>> Start

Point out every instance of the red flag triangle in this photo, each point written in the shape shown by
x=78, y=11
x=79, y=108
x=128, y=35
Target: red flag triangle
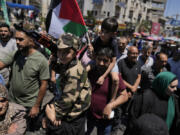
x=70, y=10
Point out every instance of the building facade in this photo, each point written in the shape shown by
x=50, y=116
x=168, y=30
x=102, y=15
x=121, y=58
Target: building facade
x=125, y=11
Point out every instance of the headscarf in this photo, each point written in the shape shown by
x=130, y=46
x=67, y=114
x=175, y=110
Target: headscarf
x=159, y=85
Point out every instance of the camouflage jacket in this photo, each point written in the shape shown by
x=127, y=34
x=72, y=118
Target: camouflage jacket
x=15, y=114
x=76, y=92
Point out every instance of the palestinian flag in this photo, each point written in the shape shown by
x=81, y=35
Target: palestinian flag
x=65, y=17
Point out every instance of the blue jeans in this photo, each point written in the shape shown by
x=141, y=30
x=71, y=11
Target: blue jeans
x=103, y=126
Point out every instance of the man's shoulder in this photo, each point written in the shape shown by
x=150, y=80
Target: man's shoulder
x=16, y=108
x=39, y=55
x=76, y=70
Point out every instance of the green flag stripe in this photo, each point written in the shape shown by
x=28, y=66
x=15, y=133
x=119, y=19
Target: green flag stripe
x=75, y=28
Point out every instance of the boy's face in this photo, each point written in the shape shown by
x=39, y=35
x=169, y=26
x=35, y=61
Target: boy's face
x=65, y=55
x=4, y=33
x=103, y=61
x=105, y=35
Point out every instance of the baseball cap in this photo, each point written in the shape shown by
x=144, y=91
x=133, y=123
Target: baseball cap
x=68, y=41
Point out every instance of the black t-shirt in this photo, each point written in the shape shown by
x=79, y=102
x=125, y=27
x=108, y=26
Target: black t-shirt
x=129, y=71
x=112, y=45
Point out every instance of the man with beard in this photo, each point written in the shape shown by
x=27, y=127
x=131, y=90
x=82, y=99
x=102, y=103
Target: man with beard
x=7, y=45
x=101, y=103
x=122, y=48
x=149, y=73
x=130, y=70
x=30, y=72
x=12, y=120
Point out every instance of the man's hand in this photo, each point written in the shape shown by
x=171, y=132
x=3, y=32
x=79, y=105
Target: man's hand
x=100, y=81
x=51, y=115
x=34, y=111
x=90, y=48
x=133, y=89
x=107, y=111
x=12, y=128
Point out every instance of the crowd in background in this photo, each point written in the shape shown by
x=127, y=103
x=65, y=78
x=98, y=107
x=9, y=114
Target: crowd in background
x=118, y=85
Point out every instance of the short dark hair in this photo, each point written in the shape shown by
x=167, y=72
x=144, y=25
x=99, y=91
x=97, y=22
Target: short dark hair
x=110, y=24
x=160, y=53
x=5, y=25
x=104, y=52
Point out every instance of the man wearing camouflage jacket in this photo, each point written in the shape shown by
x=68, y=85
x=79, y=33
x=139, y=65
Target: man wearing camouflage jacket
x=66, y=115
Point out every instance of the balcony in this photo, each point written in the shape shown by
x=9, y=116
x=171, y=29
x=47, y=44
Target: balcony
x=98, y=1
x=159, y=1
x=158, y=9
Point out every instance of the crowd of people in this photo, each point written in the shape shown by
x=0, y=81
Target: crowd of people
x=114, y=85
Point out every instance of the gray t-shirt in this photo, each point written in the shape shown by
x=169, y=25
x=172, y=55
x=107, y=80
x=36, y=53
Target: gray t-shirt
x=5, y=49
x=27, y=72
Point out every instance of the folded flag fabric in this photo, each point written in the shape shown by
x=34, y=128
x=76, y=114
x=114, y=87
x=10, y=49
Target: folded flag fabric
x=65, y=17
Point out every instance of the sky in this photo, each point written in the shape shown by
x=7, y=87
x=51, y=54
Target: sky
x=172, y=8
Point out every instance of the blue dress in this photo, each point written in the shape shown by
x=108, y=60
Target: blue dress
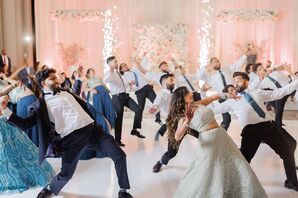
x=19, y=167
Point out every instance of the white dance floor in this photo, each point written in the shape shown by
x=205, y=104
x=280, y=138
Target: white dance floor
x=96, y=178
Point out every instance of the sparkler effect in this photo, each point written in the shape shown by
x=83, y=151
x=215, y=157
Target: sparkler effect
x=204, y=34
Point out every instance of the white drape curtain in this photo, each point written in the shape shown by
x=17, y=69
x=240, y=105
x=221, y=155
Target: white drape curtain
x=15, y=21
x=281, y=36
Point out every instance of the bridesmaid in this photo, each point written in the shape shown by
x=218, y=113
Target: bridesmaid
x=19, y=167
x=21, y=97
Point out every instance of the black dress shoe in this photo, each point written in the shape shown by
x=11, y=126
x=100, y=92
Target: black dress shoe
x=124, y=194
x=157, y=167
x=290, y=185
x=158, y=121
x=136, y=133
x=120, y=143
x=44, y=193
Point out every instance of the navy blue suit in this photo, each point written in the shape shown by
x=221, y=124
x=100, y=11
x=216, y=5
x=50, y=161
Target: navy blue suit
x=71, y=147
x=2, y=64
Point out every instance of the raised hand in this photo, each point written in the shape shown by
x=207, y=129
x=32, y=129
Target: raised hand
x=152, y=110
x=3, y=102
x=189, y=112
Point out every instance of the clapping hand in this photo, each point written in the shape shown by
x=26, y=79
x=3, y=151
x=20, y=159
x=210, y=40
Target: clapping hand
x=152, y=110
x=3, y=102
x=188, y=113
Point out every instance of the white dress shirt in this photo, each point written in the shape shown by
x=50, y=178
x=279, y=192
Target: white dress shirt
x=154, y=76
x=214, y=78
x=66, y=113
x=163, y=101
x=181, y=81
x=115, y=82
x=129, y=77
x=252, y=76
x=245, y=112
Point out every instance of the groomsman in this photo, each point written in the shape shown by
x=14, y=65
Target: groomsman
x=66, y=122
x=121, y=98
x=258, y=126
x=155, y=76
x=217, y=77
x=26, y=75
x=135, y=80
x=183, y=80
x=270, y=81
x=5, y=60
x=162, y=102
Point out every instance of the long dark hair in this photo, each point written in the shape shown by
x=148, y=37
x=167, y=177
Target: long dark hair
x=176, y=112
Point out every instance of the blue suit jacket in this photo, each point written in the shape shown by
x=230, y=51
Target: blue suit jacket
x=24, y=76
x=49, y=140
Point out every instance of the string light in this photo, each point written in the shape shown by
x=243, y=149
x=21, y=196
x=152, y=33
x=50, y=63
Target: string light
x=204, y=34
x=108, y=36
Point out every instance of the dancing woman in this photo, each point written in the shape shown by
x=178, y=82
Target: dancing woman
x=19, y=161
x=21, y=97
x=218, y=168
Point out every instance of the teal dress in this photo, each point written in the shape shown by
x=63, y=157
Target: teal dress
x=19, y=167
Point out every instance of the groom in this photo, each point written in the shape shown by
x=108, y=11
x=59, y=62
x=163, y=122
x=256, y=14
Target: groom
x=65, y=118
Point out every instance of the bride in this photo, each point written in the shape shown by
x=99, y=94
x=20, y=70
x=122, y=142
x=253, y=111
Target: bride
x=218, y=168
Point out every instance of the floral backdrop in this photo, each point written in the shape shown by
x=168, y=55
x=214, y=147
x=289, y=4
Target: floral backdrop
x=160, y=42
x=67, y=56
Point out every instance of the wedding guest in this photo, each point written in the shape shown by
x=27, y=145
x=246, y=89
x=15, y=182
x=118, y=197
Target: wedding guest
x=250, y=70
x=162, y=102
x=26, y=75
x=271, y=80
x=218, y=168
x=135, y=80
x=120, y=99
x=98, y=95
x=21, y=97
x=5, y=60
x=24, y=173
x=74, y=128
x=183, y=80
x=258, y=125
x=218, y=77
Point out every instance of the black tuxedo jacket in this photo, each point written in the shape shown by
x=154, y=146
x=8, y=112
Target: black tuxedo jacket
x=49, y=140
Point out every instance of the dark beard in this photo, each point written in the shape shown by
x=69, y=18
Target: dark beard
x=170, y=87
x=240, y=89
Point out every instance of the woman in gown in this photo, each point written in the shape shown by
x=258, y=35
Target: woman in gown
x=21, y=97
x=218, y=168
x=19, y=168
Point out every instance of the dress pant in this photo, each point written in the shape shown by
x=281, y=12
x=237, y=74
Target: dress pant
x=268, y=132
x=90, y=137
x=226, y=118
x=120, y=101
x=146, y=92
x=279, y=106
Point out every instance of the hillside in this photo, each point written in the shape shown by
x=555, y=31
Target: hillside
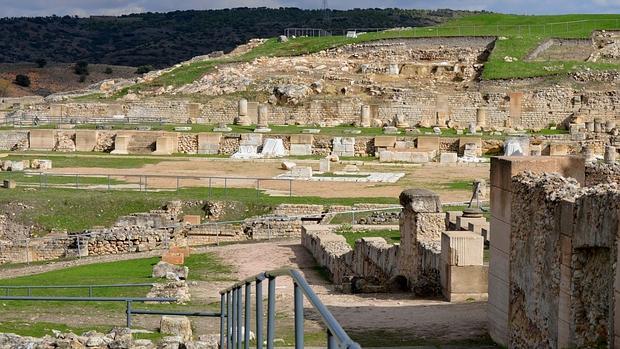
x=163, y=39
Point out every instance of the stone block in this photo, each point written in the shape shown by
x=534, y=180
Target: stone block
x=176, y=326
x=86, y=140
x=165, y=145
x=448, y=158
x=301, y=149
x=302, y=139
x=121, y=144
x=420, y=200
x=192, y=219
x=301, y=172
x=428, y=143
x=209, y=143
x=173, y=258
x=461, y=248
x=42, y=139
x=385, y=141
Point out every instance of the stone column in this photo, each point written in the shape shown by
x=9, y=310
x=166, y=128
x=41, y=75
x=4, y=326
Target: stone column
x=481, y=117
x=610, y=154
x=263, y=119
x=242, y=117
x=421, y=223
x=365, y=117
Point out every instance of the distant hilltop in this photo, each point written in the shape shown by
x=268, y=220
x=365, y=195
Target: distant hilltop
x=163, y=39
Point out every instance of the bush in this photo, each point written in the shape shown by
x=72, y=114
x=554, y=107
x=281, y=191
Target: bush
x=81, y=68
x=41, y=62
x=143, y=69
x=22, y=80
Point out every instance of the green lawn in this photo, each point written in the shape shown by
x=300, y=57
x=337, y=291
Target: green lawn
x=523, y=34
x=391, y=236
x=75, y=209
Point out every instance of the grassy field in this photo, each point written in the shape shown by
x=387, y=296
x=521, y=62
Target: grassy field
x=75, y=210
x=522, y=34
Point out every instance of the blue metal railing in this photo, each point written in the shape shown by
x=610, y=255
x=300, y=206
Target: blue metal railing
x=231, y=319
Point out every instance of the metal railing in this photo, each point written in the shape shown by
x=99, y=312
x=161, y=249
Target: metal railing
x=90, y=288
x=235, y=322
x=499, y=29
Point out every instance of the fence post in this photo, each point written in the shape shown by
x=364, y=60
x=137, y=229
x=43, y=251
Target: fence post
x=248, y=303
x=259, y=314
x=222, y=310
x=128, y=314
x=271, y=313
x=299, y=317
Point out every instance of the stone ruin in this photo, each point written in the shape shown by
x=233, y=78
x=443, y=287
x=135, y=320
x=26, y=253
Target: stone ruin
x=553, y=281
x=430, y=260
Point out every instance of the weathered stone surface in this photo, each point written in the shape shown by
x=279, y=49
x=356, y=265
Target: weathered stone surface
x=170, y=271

>> End

* Task directions: Copy word for word the lines of the records starting at the line that contains "Point out every instance of the black dress" and ending at the line that contains "x=188, y=113", including both of those lines.

* Correct result:
Point out every instance of the black dress shoe in this photo, each point written in the shape shown by
x=11, y=126
x=100, y=92
Target: black dress shoe
x=124, y=194
x=157, y=167
x=290, y=185
x=158, y=121
x=136, y=133
x=120, y=143
x=44, y=193
Point out every instance of the navy blue suit in this photo, each point written in the shape shown by
x=221, y=124
x=100, y=11
x=216, y=5
x=50, y=161
Target: navy blue suit
x=71, y=147
x=2, y=64
Point out every instance of the raised hand in this photo, each point written in the shape shown by
x=207, y=129
x=32, y=129
Target: raised hand
x=152, y=110
x=3, y=102
x=189, y=112
Point out every instance of the clapping hand in this photo, each point written in the shape shown by
x=26, y=79
x=3, y=151
x=20, y=159
x=210, y=40
Target: clapping hand
x=152, y=110
x=3, y=102
x=188, y=113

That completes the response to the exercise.